◆ Exercise text ◆
____
Never forgiven myself for ignoring his protestations of love that I knew were anglings to set up sex in the hope that my lack of responsiveness would make it go away.

Never forgiven myself for not knowing how to say "No", even when I was pinned down with his huge weight and curled into a knot of refusal. Never forgiven the lack of words, lack of articulation, from someone who was only starting to learn how not to be a child. Never forgiven the inability to speak understandings some of which I only achieved years later.

Never forgiven myself, above all, for suspecting "Do you want to come over to my place and watch a movie?" a ruse, suspecting it near enough to be a belief I might even have spoken at the time had anyone asked me, and for packing up my videotape and going in the trust that I would be asked, that time, despite a long, long history of not being asked, of being presumed. For knowing, and hiding in a cloud of denial, of expectation of the civility of directness, of presumed protocol.

For not cutting him off, for not drawing the lines I didn't know, for ...

It never occurred to me before today that I never forgave myself for not being a more competent policing actor on that guy's penis. So of course I couldn't accept the damage that came of falling off the madonna pedestal.

Half a life ago and more, and I never thought of that.

01 March, 2008

The Dog That Bit Us

This post over at PlainsFeminist has me thinking about hair and identity. Which I've written about before, but I'm looking at a different angle today.

A year or two ago, I made a lunch date with a friend to talk about her hair. She had written a great deal about hers, about taking care of her dreds, about the time she cut them off, about being told by a Rasta one day, "Your hair is your roots in God" and what that meant to her.

A character in the novel I was writing at the time was, like that friend, a mixed-race young woman with a strong spirituality with roots that showed in the twists in her coiled black woman's hair. And while the world of that novel is not this one, is far separated from here and now, I wanted to give that young woman honest hair and treat it with respect. I wanted her hair to be her roots in God.

And so we had lunch, and we talked about hair and culture and dozens of other things besides, and somewhere in that novel is a scene where that young woman is taking proper care of her hair, surrounded by a culture full of people with heads draped with meaning in the colour of the ribbons they used to tie it back and not thinking of whether those carefully twisted strands might mean something else too.
____
◆ Given data ◆
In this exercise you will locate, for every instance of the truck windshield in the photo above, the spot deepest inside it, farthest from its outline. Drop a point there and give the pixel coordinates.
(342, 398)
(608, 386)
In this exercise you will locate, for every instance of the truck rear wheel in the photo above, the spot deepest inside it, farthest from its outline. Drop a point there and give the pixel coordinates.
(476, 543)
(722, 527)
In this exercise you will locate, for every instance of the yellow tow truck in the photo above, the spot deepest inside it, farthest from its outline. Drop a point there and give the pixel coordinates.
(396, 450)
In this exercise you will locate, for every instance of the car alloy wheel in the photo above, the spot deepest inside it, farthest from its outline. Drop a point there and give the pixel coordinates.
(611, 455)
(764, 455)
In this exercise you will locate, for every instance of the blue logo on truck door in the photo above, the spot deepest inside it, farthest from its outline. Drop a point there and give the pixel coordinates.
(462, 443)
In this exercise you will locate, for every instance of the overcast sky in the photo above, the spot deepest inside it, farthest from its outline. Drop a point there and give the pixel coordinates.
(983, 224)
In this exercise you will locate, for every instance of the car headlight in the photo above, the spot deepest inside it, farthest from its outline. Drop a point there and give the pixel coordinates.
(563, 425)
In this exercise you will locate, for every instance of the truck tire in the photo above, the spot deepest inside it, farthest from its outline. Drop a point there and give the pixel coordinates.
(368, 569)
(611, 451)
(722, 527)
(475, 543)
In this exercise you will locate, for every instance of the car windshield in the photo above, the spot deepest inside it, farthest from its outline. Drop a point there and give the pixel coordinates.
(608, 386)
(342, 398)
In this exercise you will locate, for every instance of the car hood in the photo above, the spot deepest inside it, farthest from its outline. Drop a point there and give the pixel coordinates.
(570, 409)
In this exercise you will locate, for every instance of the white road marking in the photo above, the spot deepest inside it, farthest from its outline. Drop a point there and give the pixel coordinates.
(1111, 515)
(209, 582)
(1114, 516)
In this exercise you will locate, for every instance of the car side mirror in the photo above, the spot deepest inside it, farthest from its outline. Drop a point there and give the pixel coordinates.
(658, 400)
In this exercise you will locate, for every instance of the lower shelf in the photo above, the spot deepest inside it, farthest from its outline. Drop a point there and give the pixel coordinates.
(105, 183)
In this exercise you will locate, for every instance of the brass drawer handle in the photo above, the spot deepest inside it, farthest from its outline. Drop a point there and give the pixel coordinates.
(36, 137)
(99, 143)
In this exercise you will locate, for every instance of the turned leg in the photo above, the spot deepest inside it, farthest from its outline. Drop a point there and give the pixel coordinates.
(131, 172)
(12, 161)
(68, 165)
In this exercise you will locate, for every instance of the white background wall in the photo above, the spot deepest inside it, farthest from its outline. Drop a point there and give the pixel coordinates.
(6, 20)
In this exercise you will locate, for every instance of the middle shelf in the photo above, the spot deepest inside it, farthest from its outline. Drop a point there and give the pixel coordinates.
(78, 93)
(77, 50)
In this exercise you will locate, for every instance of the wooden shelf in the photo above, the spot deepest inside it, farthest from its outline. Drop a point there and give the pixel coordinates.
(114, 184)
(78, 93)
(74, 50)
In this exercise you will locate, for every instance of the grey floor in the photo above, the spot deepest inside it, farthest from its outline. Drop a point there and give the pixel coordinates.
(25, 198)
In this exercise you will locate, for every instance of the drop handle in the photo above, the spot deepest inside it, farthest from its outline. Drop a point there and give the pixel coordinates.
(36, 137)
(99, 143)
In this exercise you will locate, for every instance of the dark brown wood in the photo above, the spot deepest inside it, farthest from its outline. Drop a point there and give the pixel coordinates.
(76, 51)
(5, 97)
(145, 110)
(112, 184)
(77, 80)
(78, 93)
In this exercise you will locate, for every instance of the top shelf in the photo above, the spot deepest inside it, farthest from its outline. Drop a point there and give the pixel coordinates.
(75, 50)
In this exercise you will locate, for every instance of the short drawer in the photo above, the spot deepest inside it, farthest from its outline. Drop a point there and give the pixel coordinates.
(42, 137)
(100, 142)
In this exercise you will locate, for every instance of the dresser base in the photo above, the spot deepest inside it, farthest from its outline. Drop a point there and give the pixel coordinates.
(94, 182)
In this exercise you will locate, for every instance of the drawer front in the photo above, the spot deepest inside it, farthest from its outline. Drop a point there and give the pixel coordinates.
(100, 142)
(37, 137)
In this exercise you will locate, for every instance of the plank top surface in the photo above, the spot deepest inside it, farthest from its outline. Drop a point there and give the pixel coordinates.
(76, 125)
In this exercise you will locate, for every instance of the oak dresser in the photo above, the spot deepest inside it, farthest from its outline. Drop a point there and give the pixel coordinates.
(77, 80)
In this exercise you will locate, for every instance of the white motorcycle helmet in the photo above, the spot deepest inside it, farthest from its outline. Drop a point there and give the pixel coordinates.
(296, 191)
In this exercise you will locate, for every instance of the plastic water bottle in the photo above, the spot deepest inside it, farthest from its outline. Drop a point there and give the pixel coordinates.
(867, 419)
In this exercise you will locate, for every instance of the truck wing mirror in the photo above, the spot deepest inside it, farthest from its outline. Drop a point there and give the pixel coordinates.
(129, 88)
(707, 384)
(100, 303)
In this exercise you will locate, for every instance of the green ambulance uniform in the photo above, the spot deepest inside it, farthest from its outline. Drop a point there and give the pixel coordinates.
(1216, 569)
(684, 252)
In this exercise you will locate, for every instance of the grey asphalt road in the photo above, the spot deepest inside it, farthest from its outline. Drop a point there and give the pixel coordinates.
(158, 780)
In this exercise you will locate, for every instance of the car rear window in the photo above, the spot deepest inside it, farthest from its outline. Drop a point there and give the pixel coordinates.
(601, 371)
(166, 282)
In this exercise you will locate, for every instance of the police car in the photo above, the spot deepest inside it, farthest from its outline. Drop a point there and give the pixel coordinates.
____
Pick up the blog post on hair and identity after its last sentence and carry it forward in the same voice.

Hair is so easy to fill up with meaning. Easier to change than skin or eyes, but nonetheless with its own innate properties that resist too much manhandling. Ephemeral in its way, and thereby able to serve as a vehicle for all kinds of significance, including significances that cannot be acceptably ascribed to something less transformable.

Hair gets political. Even without getting into the standing-wave femmobloggoflamefest about whether or not one removes leg, crotch, armpit hair, hair gets political; ask any long-haired hippie weirdo freak, to paraphrase Arlo. Ask any WOC told her natural hair is "unprofessional". The presumed subtext of defiance that goes with those rows of spikes is political. The comment of a friend that she wishes she had the job security to go back to her natural hair colour -- teal -- political.

When I cut my hair at fourteen it was political. Schoolyard politics, changing an identity symbol to someone-who-was-not-abused, but political nonetheless. And I probably present politics with my not-professionally-done hair (my husband trims it when it needs trimming), as much as I do personal preference, too.

When I didn't put the green streak back in it last fall, too, that was bowing to political necessity.

It's easy to encode things in hair. The vagaries of fashion can conceal things like the racism of declaring black hair unprofessional, if a professional woman dresses like so, goes to these hairdressers like so, gets things done this way. It can be a code writ large and subtle: I belong here, I'm one of you, I have the right hair to get past the door.

The same novel with the young woman and her dreds has a man who grows his hair far longer than the fashion, as long as it will go, simply because it is his, and he is tired of being cut short and thrown away.